Aim:
Express the material as a two-column CSV with the columns request and box_answer, one row per request, putting its text and its answer each in a single quoted field with line breaks replaced by spaces. Cover all of the material and leave out the pictures.

[Excerpts from a detection dataset]
========================================================================
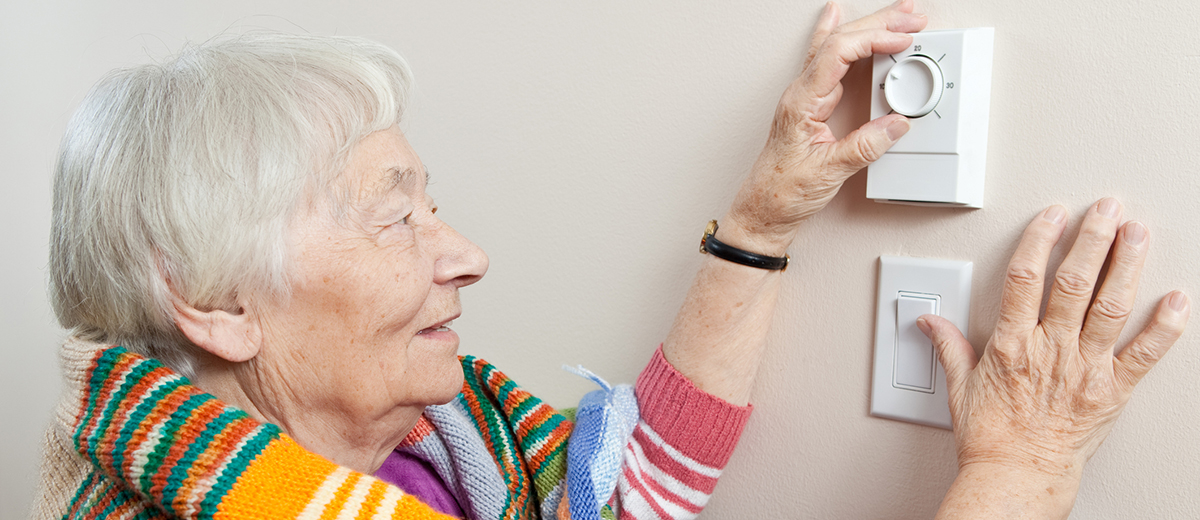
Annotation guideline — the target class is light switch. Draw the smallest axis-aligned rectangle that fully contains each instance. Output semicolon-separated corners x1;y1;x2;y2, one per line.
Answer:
866;28;995;208
892;292;940;394
871;255;972;429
========================================================================
Solution:
request,box_answer
"Annotation guideline — the target class is light switch. Draw the smallest axis-aligned rectangle that fully contains each instance. Output semicolon-separated corners x1;y1;x2;y2, one per line. Answer:","866;28;995;208 892;292;940;394 871;255;972;429"